Written request: Retype, without alteration, each line from the line containing "point: palm tree" to the final line of the records.

Start

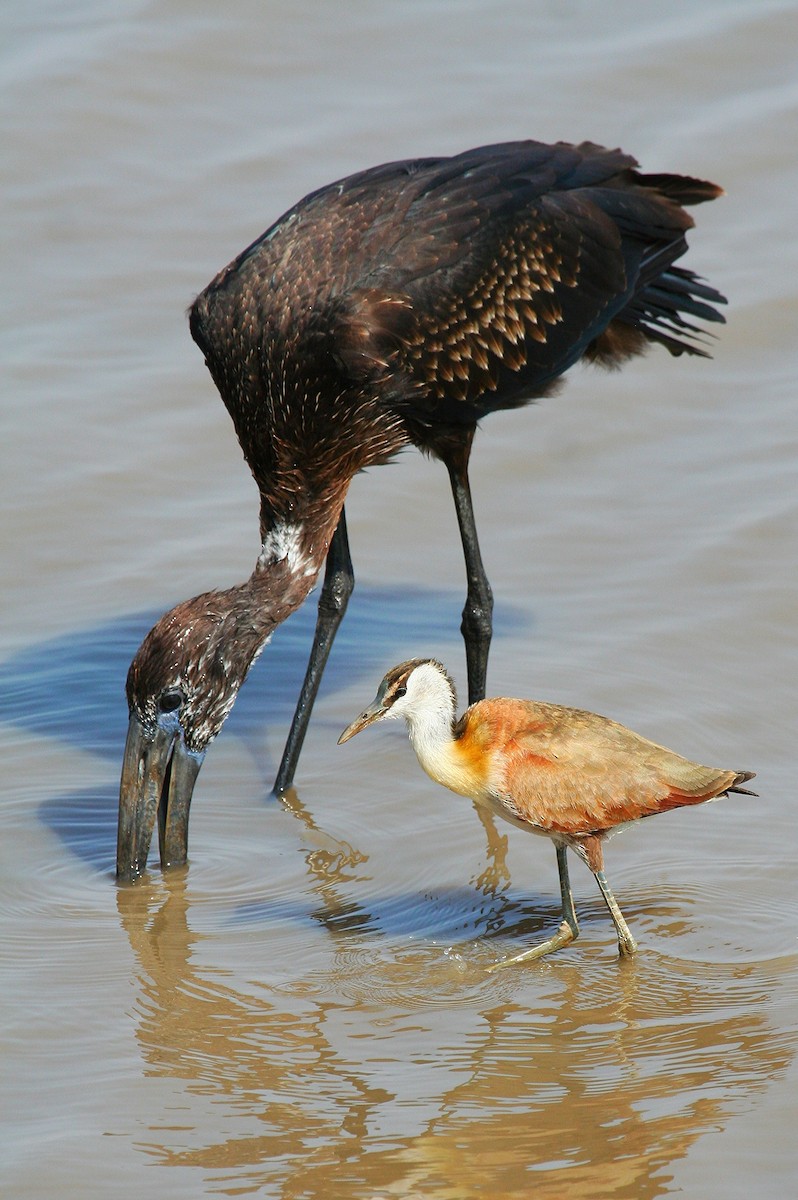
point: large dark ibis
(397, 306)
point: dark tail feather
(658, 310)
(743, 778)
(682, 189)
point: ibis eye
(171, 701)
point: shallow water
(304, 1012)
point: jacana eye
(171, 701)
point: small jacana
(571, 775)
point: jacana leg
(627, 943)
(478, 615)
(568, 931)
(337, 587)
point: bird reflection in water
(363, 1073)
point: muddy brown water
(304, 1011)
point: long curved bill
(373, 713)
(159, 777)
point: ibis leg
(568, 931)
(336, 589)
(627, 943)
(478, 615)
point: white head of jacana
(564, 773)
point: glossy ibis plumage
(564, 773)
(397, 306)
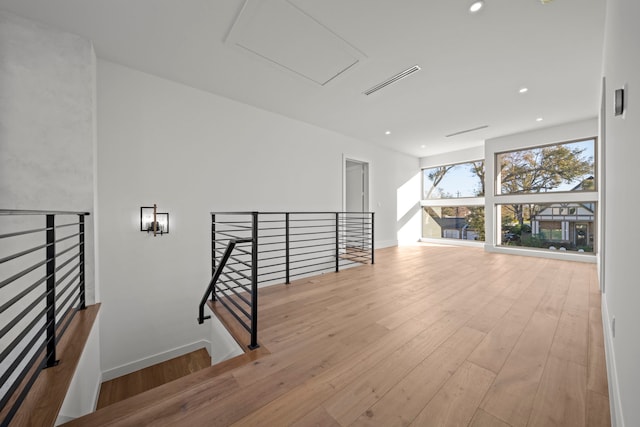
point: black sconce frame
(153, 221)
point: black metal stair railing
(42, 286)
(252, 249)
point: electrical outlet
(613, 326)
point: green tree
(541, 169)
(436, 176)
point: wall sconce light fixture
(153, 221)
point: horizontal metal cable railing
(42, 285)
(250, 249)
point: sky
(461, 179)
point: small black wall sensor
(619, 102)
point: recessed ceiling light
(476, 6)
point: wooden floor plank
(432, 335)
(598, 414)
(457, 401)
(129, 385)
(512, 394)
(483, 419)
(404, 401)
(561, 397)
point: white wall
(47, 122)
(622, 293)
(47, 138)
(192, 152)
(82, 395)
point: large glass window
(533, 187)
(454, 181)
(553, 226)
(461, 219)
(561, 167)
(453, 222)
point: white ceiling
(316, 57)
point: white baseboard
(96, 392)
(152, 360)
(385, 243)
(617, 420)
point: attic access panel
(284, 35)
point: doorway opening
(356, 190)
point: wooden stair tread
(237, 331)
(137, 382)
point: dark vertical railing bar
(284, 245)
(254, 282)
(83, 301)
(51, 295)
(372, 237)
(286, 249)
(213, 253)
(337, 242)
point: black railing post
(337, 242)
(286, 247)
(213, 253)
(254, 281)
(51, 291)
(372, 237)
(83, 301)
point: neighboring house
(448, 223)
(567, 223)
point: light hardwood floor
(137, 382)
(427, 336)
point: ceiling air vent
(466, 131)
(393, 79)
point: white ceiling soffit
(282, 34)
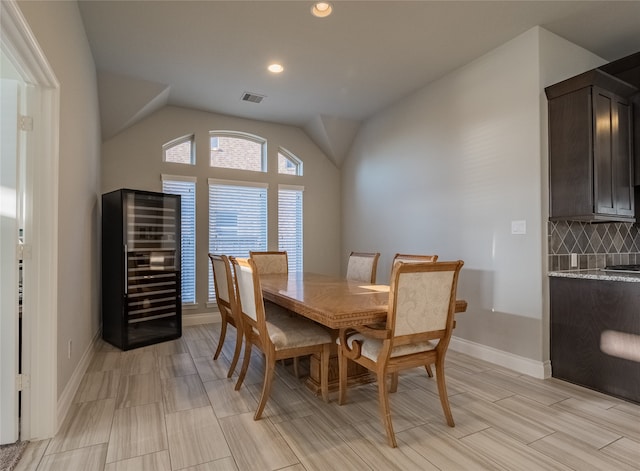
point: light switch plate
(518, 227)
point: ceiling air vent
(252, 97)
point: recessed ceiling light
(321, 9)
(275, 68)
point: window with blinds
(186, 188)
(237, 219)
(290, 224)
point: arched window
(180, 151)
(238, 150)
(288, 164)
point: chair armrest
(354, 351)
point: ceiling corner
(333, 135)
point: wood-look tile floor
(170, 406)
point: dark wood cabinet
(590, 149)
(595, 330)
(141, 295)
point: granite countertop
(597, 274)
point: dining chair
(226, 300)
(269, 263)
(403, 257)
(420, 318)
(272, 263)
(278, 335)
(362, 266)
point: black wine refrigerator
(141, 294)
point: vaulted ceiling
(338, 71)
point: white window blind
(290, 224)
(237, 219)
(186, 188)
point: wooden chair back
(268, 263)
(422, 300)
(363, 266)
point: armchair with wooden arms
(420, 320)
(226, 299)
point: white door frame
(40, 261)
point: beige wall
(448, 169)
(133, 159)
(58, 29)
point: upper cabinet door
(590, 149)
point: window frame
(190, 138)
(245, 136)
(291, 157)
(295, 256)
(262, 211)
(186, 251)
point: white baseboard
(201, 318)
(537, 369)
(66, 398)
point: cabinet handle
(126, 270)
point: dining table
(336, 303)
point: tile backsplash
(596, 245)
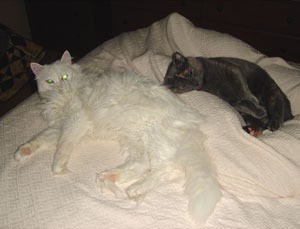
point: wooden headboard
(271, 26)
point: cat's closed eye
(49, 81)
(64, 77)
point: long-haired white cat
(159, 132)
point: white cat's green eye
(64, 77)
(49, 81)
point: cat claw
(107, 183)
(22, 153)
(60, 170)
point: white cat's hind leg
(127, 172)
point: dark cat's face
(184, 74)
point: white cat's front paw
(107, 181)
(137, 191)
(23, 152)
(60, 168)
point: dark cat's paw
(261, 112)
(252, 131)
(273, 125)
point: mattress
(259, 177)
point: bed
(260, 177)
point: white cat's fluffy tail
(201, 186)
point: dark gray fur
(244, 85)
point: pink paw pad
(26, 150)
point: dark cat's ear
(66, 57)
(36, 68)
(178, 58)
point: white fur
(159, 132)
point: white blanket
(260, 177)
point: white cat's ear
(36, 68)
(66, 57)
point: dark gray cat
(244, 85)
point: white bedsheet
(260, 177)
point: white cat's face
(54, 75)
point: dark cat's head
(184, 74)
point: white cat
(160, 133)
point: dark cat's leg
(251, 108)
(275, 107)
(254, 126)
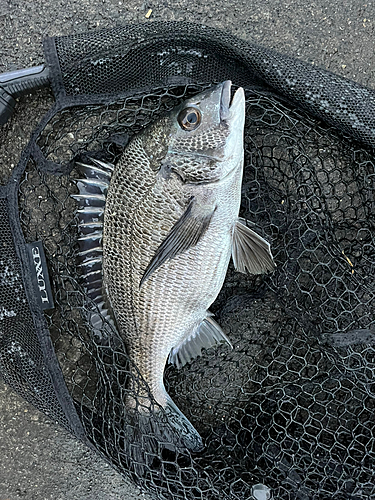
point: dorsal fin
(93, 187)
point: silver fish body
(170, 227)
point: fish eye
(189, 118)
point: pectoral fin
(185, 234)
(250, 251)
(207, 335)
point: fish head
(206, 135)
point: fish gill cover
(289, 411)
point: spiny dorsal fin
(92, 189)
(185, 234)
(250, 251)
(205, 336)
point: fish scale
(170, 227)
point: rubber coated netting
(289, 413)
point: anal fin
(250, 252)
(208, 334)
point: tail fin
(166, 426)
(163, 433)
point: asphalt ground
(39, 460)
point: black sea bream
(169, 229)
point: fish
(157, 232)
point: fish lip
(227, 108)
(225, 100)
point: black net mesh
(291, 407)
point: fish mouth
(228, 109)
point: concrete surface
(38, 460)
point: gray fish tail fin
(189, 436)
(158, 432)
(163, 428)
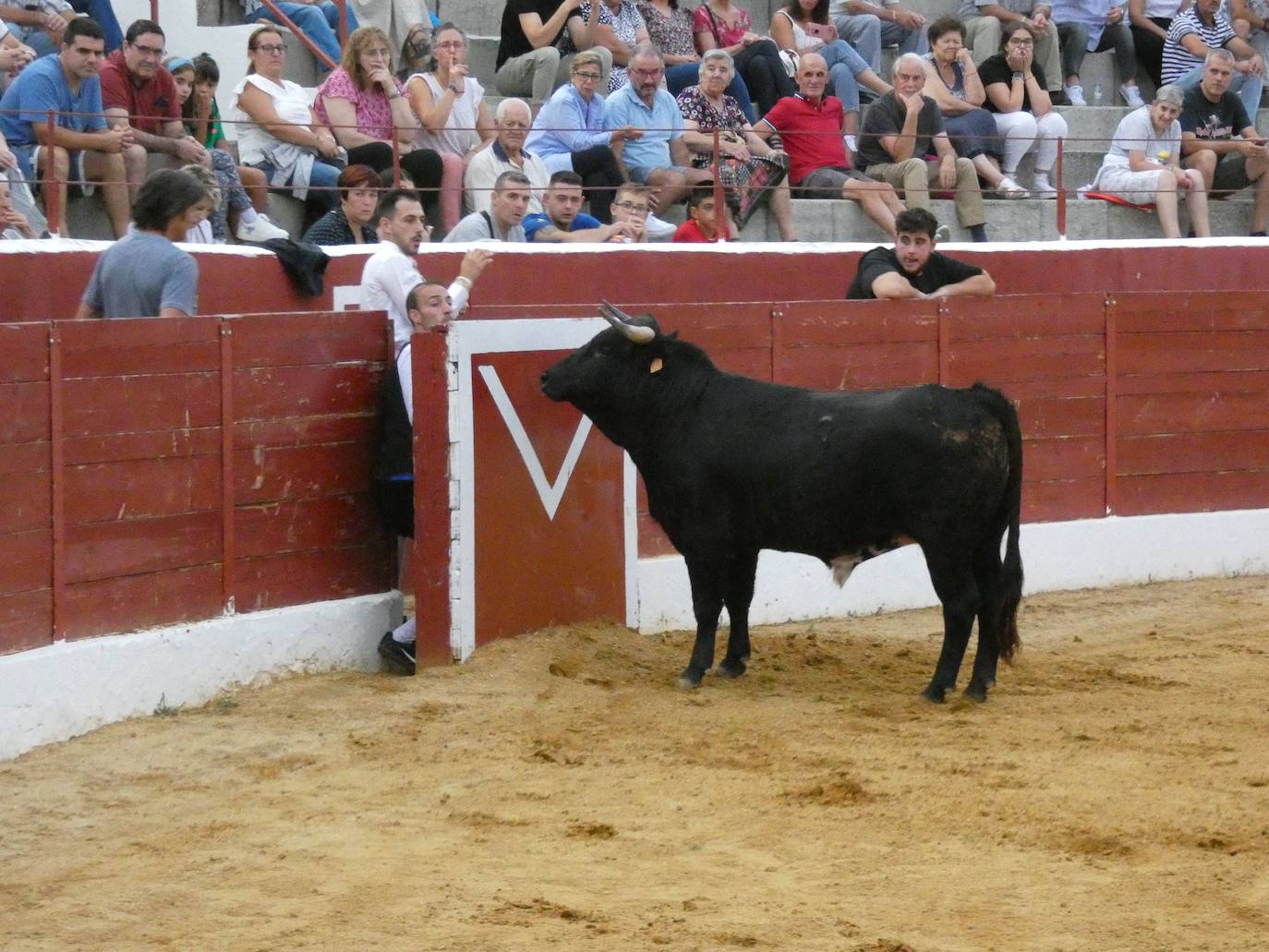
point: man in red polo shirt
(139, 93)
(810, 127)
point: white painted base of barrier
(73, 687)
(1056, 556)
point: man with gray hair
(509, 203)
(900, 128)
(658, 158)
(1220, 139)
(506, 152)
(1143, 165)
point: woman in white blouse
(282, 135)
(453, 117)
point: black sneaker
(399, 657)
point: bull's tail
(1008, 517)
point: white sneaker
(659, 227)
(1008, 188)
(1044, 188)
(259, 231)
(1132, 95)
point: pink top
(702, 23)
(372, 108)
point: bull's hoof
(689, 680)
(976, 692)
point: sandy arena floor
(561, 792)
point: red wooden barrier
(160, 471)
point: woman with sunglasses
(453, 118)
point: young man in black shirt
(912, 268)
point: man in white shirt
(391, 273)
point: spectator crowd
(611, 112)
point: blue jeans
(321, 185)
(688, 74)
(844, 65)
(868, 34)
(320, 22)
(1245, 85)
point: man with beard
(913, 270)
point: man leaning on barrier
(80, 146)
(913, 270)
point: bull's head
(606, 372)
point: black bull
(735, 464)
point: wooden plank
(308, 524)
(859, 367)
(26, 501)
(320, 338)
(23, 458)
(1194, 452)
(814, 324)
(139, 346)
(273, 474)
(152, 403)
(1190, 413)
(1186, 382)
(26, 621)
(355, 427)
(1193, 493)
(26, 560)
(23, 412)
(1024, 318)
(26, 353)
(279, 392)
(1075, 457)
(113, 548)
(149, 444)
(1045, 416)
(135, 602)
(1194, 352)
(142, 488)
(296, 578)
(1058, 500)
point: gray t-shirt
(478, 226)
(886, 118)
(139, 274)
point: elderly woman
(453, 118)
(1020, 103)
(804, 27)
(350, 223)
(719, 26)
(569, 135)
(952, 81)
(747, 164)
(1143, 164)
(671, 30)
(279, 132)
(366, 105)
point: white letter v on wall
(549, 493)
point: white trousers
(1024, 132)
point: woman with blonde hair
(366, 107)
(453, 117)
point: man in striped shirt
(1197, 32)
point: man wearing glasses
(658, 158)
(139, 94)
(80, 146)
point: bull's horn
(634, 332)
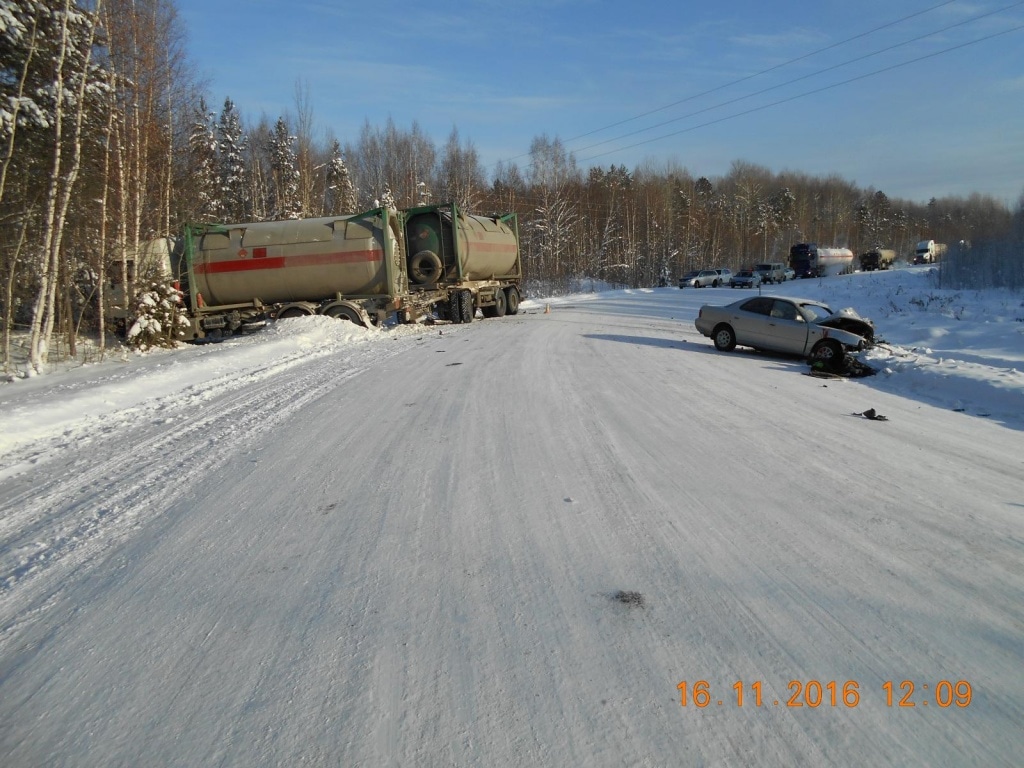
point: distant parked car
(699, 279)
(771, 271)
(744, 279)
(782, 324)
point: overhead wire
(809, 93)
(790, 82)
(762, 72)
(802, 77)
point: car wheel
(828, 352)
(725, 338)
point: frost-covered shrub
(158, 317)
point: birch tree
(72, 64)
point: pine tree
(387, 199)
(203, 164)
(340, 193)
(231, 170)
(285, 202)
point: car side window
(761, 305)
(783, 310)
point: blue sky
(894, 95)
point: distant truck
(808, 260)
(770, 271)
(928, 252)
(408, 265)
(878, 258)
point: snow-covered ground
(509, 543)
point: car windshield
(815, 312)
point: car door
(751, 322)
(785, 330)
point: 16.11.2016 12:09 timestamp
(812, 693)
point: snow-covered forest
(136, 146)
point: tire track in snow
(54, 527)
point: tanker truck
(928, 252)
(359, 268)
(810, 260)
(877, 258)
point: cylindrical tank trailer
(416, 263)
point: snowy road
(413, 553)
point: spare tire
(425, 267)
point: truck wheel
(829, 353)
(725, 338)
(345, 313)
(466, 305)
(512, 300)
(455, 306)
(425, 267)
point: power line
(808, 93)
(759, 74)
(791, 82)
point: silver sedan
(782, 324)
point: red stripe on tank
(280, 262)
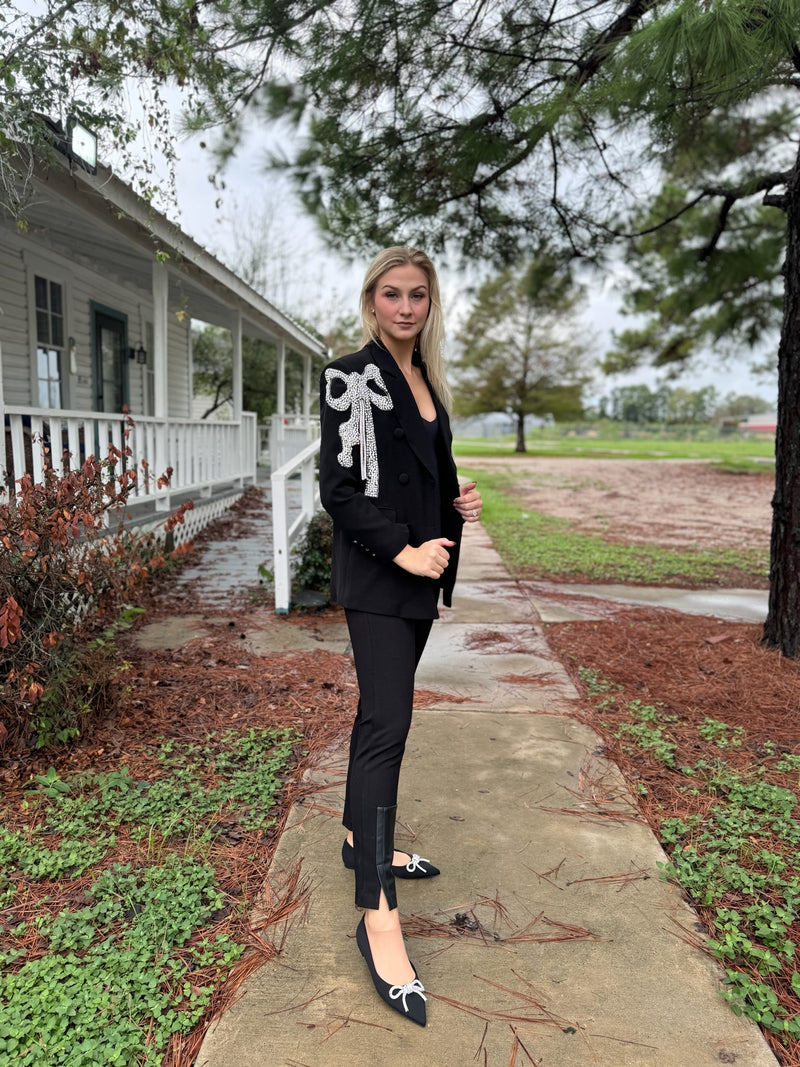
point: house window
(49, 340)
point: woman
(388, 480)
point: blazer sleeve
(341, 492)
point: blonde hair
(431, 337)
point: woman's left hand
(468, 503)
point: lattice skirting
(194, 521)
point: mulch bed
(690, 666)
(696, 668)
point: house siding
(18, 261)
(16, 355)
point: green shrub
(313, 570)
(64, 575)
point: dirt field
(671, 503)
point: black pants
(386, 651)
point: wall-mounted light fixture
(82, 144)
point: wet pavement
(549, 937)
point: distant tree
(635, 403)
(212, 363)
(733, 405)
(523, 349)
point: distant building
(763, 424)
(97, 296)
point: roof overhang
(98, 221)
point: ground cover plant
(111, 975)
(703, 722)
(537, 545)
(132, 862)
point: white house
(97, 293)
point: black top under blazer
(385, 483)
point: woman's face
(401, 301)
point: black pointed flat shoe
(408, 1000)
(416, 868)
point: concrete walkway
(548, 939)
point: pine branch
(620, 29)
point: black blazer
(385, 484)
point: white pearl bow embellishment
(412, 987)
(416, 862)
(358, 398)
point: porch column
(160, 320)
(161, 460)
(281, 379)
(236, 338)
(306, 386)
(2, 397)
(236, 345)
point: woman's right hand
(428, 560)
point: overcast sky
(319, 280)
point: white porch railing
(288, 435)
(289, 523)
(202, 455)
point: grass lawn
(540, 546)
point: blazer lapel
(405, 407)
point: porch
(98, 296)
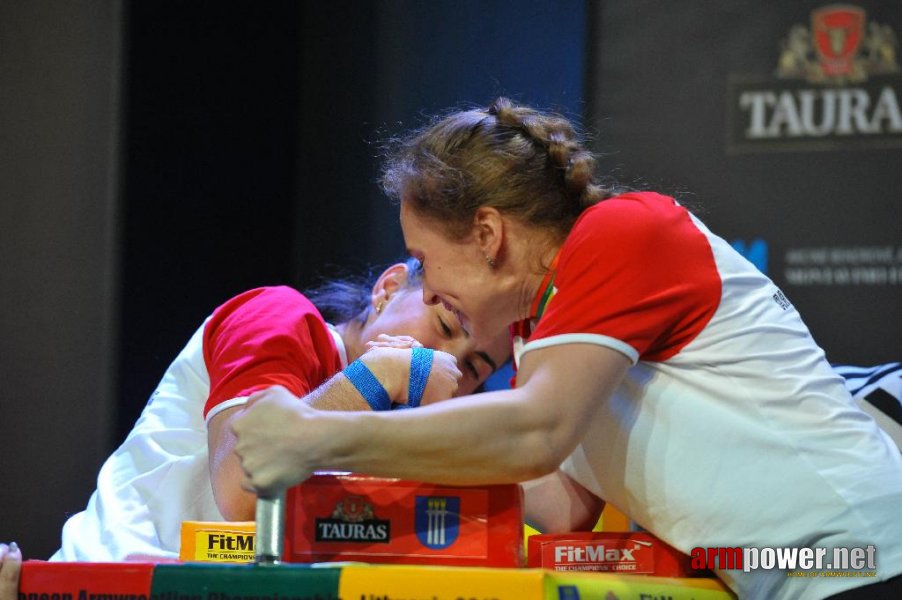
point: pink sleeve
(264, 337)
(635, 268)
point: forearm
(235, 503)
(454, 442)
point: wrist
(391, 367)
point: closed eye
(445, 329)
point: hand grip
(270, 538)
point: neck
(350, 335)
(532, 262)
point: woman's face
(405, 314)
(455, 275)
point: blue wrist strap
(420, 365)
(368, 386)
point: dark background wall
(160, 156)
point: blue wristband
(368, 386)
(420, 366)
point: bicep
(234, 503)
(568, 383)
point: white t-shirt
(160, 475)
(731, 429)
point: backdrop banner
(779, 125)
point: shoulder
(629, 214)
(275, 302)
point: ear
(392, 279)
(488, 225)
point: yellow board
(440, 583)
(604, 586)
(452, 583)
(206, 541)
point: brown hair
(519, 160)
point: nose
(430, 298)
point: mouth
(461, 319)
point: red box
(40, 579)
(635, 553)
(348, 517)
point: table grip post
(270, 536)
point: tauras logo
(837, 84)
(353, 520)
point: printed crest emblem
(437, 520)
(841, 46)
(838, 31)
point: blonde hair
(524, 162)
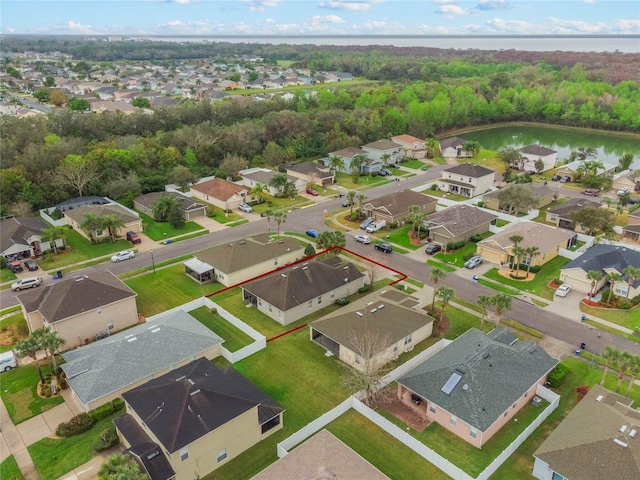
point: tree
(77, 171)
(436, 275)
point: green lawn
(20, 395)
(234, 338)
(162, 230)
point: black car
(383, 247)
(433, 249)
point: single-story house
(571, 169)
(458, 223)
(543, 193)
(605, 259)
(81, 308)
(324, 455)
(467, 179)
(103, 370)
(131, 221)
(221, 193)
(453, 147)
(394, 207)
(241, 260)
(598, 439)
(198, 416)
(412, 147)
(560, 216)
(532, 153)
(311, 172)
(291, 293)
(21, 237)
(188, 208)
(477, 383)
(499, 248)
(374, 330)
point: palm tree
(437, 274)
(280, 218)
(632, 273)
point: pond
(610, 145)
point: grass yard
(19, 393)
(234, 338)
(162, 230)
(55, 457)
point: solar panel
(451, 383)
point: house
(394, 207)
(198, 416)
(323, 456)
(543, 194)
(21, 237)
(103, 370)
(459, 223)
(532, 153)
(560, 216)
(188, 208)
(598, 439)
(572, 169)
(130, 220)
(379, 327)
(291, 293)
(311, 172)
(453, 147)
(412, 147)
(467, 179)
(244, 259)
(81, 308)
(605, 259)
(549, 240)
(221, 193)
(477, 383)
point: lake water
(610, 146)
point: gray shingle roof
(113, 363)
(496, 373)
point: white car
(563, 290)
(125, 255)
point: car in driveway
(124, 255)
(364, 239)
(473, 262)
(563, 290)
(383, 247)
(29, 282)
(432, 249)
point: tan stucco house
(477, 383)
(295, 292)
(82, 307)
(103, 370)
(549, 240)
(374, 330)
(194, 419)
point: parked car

End

Solution to this task:
point: palm tree
(437, 274)
(280, 218)
(632, 273)
point: pond
(610, 145)
point: grass yard
(19, 393)
(234, 338)
(162, 230)
(55, 457)
point: solar panel
(451, 383)
point: house
(394, 207)
(198, 416)
(323, 456)
(543, 194)
(21, 237)
(103, 370)
(459, 223)
(532, 153)
(560, 216)
(188, 208)
(598, 439)
(572, 169)
(130, 220)
(379, 327)
(291, 293)
(311, 172)
(453, 147)
(412, 147)
(467, 179)
(244, 259)
(81, 308)
(605, 259)
(549, 240)
(221, 193)
(477, 383)
point: lake water
(610, 146)
point: gray shingle roof
(113, 363)
(496, 373)
point: white car
(563, 290)
(125, 255)
point: car in driveway
(124, 255)
(364, 239)
(473, 262)
(563, 290)
(383, 247)
(29, 282)
(432, 249)
point: tan stucco house
(477, 383)
(295, 292)
(82, 307)
(103, 370)
(549, 240)
(374, 330)
(194, 419)
point: parked car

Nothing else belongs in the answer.